** start of Records shown **

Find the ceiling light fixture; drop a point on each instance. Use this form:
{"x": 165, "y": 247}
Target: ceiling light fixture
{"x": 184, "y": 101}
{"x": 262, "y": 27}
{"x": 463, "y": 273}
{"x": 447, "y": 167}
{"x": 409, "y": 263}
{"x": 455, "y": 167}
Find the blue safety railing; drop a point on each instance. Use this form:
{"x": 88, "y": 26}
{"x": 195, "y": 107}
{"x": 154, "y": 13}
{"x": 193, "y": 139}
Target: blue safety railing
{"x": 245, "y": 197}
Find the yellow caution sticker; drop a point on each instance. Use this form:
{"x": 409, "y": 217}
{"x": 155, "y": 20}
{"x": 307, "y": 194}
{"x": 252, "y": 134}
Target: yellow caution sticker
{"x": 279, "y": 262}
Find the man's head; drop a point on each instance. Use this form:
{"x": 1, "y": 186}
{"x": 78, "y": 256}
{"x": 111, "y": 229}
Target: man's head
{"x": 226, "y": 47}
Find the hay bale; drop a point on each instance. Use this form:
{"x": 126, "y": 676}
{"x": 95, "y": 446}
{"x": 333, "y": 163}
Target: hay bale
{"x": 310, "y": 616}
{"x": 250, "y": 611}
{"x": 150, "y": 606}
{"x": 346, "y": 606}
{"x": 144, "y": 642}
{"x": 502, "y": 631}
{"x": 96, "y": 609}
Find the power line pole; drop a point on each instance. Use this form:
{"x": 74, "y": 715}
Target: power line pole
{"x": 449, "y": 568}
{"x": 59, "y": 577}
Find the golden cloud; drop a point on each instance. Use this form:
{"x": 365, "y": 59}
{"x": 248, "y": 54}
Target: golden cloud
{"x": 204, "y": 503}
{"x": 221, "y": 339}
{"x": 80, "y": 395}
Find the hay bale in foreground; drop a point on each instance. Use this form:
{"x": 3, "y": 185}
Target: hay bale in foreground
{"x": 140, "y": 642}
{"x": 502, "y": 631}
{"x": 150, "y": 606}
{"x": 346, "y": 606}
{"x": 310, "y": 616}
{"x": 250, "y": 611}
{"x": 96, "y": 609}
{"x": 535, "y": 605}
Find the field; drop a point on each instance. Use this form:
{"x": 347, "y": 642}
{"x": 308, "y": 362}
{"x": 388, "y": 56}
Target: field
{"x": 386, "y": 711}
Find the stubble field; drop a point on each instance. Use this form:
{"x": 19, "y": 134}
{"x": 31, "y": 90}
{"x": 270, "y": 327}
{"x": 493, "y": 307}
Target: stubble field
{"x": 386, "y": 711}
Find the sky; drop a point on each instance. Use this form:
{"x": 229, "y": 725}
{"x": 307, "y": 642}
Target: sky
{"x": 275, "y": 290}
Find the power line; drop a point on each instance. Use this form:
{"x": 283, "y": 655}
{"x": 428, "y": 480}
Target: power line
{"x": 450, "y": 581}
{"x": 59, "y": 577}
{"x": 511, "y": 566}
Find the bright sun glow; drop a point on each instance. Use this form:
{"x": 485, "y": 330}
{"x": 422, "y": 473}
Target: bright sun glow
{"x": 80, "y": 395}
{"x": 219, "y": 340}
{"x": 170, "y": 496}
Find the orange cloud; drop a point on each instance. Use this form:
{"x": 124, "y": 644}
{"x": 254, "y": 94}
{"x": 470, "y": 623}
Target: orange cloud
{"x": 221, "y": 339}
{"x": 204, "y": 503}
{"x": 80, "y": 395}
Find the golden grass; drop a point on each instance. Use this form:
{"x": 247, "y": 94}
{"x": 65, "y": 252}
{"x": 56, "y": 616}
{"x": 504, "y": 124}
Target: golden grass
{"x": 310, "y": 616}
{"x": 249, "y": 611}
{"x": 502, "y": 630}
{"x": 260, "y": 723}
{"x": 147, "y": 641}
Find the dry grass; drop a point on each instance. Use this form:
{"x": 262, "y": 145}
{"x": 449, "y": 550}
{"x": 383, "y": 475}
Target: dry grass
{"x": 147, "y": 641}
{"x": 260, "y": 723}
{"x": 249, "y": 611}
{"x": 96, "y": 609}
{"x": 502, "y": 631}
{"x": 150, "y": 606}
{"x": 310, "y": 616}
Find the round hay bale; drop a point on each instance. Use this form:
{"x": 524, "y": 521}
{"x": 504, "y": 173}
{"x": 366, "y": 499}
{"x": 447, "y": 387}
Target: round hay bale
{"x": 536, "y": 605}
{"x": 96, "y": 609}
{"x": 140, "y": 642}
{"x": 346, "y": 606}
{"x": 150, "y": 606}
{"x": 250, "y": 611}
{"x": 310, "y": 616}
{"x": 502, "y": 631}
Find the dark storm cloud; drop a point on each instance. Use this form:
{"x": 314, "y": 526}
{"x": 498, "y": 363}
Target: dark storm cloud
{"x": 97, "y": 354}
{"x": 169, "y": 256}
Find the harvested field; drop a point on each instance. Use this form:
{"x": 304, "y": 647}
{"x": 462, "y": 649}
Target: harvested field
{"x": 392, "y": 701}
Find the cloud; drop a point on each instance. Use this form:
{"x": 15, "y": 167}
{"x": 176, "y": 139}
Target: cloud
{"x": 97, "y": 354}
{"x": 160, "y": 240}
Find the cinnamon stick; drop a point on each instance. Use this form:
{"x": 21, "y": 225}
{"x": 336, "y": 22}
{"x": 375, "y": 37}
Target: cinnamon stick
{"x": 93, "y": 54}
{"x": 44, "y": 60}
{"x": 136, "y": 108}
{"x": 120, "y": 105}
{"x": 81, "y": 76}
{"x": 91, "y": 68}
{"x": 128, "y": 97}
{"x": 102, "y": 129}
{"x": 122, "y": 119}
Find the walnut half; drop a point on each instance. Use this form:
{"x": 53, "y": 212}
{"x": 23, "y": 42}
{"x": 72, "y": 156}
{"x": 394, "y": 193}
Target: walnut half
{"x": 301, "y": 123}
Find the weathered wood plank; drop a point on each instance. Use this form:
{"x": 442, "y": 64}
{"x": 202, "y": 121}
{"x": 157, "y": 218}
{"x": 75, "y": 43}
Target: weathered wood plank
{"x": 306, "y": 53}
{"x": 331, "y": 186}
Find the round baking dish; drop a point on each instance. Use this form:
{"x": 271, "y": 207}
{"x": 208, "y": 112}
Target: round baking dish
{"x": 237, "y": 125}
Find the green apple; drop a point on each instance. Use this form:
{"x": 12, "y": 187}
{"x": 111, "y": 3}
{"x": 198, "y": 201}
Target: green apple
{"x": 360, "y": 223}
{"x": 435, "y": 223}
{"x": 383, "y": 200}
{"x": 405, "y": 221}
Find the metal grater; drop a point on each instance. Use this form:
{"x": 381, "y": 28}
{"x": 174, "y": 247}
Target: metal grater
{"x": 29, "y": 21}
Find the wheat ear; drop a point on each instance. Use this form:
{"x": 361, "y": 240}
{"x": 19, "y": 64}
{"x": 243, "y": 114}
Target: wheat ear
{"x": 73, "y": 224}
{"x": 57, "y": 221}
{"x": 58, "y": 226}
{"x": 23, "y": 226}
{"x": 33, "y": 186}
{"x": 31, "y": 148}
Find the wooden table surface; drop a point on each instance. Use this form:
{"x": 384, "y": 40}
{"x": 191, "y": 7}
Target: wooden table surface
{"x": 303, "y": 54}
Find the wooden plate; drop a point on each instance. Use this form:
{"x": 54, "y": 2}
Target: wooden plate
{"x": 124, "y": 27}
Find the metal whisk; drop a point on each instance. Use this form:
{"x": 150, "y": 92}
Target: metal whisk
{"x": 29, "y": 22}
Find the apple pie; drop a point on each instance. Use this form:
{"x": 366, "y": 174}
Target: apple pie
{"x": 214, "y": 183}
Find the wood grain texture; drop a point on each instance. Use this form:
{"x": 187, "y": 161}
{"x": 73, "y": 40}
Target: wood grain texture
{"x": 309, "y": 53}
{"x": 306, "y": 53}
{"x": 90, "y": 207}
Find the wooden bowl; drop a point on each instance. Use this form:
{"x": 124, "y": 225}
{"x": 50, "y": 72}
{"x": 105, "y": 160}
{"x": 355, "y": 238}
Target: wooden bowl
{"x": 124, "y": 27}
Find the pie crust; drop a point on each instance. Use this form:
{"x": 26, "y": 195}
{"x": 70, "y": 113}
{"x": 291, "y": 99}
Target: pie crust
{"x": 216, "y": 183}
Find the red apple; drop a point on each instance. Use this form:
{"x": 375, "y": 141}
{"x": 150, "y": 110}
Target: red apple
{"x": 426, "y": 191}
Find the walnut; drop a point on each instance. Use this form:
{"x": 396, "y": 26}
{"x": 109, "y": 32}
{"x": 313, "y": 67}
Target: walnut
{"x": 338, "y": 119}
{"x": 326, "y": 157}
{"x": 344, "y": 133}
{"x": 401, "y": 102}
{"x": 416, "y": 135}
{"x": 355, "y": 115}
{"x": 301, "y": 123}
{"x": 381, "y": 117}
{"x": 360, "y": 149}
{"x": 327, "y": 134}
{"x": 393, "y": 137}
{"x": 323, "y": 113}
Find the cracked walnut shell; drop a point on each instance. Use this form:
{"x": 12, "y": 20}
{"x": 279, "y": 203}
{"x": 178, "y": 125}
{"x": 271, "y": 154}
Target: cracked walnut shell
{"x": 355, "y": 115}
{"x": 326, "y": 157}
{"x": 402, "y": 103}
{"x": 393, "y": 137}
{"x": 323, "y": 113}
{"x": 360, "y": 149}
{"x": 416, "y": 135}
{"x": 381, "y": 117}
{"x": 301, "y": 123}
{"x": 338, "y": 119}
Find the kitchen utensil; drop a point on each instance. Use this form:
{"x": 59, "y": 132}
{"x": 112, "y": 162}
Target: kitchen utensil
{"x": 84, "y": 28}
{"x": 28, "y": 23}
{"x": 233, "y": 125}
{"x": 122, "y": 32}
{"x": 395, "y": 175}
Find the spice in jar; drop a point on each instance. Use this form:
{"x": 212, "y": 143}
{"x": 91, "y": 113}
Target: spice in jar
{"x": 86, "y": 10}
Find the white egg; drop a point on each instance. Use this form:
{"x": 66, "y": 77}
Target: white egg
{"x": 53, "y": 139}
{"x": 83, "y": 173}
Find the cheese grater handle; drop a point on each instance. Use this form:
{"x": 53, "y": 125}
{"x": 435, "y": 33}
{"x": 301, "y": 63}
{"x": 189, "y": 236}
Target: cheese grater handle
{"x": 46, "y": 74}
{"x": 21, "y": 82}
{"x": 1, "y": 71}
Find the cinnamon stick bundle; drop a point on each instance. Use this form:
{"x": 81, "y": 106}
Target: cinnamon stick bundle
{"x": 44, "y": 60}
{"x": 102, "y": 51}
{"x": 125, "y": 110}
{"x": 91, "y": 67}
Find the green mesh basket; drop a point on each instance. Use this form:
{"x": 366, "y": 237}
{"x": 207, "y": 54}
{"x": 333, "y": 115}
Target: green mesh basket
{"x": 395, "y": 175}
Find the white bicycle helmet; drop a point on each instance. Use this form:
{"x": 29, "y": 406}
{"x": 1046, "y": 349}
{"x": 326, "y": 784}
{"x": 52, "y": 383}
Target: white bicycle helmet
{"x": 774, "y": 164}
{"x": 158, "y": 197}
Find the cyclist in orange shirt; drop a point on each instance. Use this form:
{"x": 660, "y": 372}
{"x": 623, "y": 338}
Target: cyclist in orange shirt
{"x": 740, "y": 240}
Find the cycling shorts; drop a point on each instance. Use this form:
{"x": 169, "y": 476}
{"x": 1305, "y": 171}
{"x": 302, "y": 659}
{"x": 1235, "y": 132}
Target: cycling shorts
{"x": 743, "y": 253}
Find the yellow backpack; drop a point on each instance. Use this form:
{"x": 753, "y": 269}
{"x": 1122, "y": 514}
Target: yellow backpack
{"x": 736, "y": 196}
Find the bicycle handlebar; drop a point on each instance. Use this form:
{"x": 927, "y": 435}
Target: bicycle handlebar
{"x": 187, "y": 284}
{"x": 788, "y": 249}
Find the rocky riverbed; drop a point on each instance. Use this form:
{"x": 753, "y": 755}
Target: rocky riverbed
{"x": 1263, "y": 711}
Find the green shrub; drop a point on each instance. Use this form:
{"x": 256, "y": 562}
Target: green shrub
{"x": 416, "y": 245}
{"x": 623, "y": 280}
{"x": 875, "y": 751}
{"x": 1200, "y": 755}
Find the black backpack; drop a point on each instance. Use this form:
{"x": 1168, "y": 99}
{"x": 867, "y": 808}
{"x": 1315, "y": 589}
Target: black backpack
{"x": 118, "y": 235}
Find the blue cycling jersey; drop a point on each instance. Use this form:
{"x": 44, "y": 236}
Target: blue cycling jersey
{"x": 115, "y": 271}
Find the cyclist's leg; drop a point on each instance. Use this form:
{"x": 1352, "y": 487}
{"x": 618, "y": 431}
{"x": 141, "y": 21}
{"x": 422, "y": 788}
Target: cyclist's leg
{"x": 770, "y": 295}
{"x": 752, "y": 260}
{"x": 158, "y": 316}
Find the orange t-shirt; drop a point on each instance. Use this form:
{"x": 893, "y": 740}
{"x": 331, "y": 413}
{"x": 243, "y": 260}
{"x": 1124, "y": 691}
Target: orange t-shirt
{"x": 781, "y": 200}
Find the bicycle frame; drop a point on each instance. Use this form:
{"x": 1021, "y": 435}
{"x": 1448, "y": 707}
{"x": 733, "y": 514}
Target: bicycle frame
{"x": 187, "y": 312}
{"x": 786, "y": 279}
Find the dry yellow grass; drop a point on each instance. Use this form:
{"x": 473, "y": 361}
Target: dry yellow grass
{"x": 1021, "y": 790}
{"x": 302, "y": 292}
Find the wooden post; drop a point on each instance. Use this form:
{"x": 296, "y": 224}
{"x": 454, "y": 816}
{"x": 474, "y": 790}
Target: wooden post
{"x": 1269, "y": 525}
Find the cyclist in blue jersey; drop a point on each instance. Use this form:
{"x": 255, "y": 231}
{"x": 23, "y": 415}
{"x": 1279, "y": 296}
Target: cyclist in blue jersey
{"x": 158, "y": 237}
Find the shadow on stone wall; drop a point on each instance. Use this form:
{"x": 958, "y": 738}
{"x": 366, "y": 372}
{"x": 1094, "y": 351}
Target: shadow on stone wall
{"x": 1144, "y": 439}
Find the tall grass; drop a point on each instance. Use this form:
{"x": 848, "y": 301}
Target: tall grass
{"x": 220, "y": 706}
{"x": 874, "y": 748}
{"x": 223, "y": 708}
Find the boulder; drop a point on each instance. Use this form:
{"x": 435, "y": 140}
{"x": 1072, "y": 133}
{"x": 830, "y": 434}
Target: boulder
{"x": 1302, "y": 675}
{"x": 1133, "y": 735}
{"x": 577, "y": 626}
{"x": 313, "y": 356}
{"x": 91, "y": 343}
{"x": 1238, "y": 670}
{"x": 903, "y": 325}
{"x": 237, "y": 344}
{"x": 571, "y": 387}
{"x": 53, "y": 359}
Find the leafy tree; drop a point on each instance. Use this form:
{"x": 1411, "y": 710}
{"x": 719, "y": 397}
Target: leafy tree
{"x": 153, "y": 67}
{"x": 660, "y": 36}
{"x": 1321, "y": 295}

** end of Records shown **

* Goal of the exercise: Transcribe the records above exactly, but only from the line that contains "Find the wooden post;" through their final line, inclusive.

* Result:
Find the wooden post; drop a point on each instance. Use this form:
{"x": 296, "y": 224}
{"x": 454, "y": 816}
{"x": 474, "y": 790}
Target: wooden post
{"x": 1269, "y": 525}
Find the cyclist in blue jersey; drop a point on each instance. Use this form:
{"x": 255, "y": 231}
{"x": 23, "y": 415}
{"x": 1279, "y": 296}
Target: cyclist in blue jersey
{"x": 158, "y": 237}
Find the shadow on stone wall; drop a point on each instance. Use this form:
{"x": 958, "y": 738}
{"x": 366, "y": 372}
{"x": 1094, "y": 351}
Target: shadow on stone wall
{"x": 1144, "y": 439}
Find the tall grass; drop a point on each instance. Use this form:
{"x": 848, "y": 301}
Target: tall grass
{"x": 220, "y": 706}
{"x": 874, "y": 748}
{"x": 223, "y": 708}
Find the boulder; drop a point on each instance. Use this form:
{"x": 435, "y": 140}
{"x": 1072, "y": 133}
{"x": 830, "y": 434}
Target: boulder
{"x": 1302, "y": 675}
{"x": 1133, "y": 735}
{"x": 577, "y": 626}
{"x": 313, "y": 356}
{"x": 91, "y": 343}
{"x": 1238, "y": 670}
{"x": 903, "y": 325}
{"x": 237, "y": 344}
{"x": 571, "y": 387}
{"x": 53, "y": 359}
Find the leafy tree; drop a point on each instance. Use this form:
{"x": 1411, "y": 710}
{"x": 719, "y": 397}
Target: leafy tree
{"x": 153, "y": 67}
{"x": 660, "y": 36}
{"x": 1321, "y": 295}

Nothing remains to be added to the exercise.